- _TEXTAUSZUG_
= = = = =

Ein Bierchen am Abend: Wie die Web Week entstanden ist
8.5.2017, 07:55 UhrHerr Di Bella, fast jede größere Veranstaltung hat einen Gründungsmythos. Welche Geschichte erzählen Sie vom Finden der Web Week?
Ingo Di Bella: Es war bei einem Bierchen am Abend. Mit ein paar Leuten saßen mein Geschäftspartner Florian Bailley und ich zusammen und haben die Idee entwickelt. In der gleichen Nacht haben wir eine Webseite gebastelt. Eher amateurhaft – Flo und ich sind keine Programmierer. Am nächsten Tag war die Seite online und wir haben mit acht Wochen Vorlauf eingeladen — damals hieß das Event schon Nürnberg Web Week.
Ganz aus dem Nichts ist es aber nicht entstanden.
Di Bella: Schon vor zwölf Jahren haben Flo und ich den Vorläufer, den Web Montag, nach Nürnberg gebracht. Dieses Veranstaltungsformat gibt es in allen großen Metropolen auf der ganzen Welt und dient zum Austausch der Web Szene.

= = = = =

- _BEREITGESTELLTE DATEN_
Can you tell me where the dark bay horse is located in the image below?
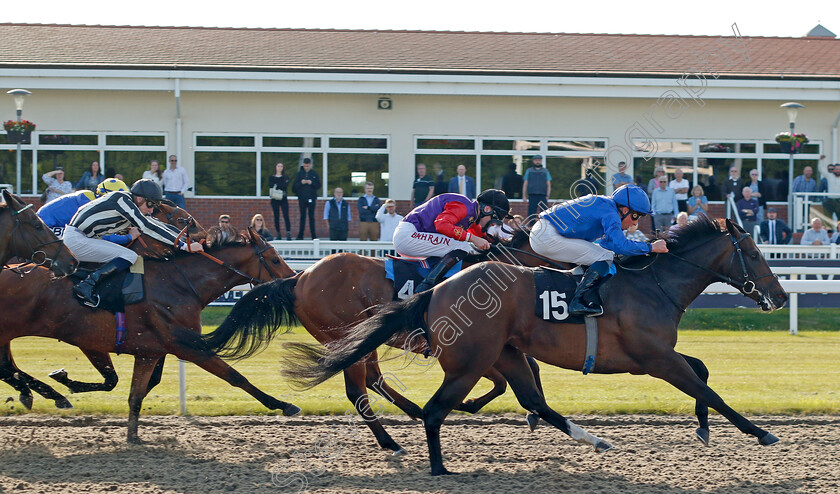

= = = = =

- _ARBEITSANWEISUNGEN_
1) Schreiben Sie aus dem Textauszug den Abschnitt wortgetreu ab, der bei „Ganz aus dem“ beginnt und bei „der Web Szene.“ endet.
2) Wie hieß laut dem Textauszug der Vorläufer, den Flo und Di Bella nach Nürnberg gebracht haben?
Die Daten werden hier nicht benötigt.

- _ERWARTETE ERGEBNISSE_
1)
Ganz aus dem Nichts ist es aber nicht entstanden.
Di Bella: Schon vor zwölf Jahren haben Flo und ich den Vorläufer, den Web Montag, nach Nürnberg gebracht. Dieses Veranstaltungsformat gibt es in allen großen Metropolen auf der ganzen Welt und dient zum Austausch der Web Szene.

2) Der Vorläufer hieß Web Montag.